▶ **Description of the task**: Starting from the line with "Question. Indicate one point for each instance of the traffic", transcribe each line to the end of the records below. Copy them exactly and write nothing else.

▶ **Entries provided**:
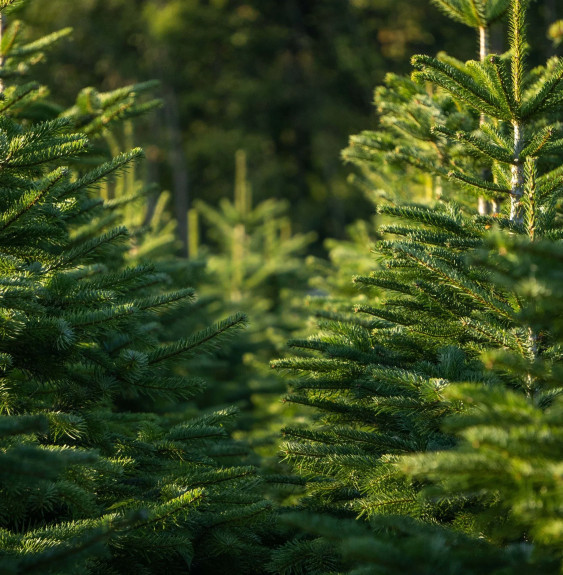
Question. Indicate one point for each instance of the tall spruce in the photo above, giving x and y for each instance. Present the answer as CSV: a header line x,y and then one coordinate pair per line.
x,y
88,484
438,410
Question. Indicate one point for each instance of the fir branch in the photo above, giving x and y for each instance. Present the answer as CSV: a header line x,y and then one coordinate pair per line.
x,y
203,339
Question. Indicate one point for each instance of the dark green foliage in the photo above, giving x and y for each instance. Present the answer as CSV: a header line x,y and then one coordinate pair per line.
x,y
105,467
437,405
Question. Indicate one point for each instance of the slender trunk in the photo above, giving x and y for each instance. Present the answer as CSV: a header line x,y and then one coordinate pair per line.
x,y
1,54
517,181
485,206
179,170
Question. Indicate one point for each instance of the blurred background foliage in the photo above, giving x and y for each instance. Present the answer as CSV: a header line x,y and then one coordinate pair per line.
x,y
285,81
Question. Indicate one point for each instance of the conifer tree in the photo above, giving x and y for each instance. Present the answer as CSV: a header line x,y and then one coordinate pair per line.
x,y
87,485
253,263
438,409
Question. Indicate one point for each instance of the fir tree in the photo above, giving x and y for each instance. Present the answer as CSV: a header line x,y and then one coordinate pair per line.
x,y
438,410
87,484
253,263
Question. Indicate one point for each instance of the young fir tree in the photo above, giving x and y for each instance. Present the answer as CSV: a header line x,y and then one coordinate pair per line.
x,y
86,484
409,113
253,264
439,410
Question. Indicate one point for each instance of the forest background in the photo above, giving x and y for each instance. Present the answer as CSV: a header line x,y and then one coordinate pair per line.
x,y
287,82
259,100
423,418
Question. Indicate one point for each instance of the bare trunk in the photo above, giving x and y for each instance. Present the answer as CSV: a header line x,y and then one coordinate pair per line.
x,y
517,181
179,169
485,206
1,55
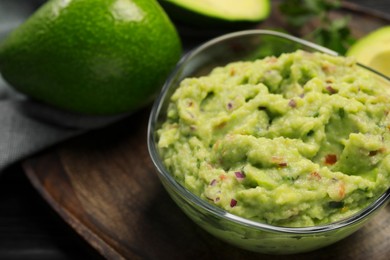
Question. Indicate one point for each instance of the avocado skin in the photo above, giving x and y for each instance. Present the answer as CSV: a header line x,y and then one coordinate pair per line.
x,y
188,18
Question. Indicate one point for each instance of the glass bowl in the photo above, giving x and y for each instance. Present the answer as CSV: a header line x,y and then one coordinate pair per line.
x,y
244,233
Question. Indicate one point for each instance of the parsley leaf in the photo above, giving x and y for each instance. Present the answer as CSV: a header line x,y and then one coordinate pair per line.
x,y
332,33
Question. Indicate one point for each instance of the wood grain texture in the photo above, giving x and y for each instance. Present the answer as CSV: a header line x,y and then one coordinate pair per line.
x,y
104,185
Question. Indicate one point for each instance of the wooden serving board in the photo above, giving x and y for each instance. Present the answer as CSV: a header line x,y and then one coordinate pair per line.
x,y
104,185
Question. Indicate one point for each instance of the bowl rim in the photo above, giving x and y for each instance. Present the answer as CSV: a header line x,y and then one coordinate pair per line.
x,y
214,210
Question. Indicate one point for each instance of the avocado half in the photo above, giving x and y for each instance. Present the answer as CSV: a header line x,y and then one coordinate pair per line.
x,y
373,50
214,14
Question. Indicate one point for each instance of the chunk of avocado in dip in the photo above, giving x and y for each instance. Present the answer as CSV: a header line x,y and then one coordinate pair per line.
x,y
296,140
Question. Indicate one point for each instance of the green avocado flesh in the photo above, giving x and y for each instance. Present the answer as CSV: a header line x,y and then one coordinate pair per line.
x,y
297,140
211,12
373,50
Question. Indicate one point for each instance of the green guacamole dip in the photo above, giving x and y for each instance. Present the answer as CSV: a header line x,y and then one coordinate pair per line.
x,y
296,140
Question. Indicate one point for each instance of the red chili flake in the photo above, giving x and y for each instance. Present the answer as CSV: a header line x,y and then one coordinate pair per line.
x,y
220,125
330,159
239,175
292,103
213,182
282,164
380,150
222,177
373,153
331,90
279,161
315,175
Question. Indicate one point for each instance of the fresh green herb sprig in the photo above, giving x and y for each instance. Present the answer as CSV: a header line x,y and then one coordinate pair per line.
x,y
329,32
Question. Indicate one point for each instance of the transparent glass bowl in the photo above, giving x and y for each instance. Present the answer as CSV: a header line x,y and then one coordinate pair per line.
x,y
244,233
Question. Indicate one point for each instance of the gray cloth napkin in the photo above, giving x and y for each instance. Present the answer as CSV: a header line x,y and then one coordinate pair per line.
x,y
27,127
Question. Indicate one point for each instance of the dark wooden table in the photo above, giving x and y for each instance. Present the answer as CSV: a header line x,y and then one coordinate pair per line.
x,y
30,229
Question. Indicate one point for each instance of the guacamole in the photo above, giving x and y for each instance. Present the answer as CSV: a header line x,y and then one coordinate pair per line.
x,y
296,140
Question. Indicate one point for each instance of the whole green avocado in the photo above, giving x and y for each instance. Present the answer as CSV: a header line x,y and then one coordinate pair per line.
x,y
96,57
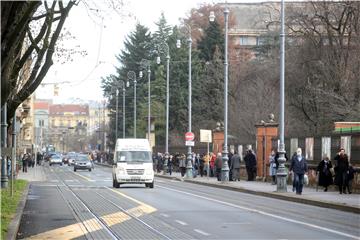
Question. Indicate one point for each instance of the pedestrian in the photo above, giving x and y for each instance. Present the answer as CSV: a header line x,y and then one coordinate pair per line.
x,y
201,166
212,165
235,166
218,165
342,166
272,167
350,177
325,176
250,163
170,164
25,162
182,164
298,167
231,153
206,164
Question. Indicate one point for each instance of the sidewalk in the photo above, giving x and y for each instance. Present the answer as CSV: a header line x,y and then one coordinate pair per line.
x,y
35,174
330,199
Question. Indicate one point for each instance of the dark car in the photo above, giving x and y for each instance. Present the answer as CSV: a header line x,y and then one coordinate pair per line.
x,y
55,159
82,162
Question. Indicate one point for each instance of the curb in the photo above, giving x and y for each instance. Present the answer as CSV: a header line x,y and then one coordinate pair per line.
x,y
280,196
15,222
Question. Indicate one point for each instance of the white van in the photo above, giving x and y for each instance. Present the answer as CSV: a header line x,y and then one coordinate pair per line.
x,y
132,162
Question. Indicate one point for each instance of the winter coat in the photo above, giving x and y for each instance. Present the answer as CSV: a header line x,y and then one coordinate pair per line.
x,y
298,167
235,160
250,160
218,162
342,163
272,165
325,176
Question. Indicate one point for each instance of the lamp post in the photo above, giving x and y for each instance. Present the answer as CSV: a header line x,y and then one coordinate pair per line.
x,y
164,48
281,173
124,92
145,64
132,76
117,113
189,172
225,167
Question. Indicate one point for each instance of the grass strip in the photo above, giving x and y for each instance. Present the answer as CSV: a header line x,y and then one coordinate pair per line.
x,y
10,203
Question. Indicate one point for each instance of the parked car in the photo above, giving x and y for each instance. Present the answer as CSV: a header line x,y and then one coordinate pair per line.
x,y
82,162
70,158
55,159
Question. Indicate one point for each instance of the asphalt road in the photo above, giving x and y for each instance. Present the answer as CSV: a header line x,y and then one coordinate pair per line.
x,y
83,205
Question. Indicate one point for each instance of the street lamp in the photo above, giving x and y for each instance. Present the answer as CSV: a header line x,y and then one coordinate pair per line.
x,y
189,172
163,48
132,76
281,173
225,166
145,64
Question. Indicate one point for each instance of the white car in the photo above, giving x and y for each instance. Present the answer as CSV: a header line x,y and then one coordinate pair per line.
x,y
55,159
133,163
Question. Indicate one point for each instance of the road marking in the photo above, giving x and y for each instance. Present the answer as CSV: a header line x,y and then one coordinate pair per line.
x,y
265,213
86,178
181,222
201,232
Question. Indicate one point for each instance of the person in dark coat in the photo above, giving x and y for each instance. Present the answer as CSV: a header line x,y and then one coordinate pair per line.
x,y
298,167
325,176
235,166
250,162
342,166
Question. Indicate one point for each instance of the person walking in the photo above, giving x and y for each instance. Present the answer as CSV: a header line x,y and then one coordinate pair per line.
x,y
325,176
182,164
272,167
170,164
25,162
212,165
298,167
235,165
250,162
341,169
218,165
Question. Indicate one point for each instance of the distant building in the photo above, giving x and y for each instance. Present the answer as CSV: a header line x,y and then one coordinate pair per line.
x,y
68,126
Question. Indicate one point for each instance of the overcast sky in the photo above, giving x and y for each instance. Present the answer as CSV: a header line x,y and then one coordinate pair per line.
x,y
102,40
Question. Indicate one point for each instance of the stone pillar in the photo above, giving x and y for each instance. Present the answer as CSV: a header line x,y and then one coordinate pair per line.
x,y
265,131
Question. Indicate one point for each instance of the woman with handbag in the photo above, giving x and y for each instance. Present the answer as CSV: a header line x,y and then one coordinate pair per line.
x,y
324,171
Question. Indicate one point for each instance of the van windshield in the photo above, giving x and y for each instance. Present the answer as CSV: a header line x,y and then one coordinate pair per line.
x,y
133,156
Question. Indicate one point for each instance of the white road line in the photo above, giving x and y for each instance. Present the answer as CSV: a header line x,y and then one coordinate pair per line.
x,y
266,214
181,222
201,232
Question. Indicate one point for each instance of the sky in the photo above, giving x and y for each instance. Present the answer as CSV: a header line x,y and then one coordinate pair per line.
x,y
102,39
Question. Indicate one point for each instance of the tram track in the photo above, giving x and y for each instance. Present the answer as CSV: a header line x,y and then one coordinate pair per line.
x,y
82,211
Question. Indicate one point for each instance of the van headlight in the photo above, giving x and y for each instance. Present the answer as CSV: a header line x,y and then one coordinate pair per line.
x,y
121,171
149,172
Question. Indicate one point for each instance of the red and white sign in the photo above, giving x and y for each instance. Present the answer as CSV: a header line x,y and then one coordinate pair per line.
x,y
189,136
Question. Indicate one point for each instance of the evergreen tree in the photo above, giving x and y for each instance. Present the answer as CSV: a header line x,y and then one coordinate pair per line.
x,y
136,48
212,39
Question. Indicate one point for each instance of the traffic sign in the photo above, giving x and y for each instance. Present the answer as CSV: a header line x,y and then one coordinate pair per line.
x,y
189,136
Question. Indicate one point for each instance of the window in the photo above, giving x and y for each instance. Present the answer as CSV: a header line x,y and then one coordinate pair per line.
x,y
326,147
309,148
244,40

▶ **Solution below**:
Question. Indicate one point for each instance of the traffic sign in the photo above, giving x and y for each instance. Present the answer as CSV: a header line x,y and then one coordinate pair per line.
x,y
189,136
Question. Indicate one point for each instance of the window in the photo above, giving x and y for each instance. Present the answer as CSV: a header line x,y and then one coordinate pair per line.
x,y
326,147
309,148
244,40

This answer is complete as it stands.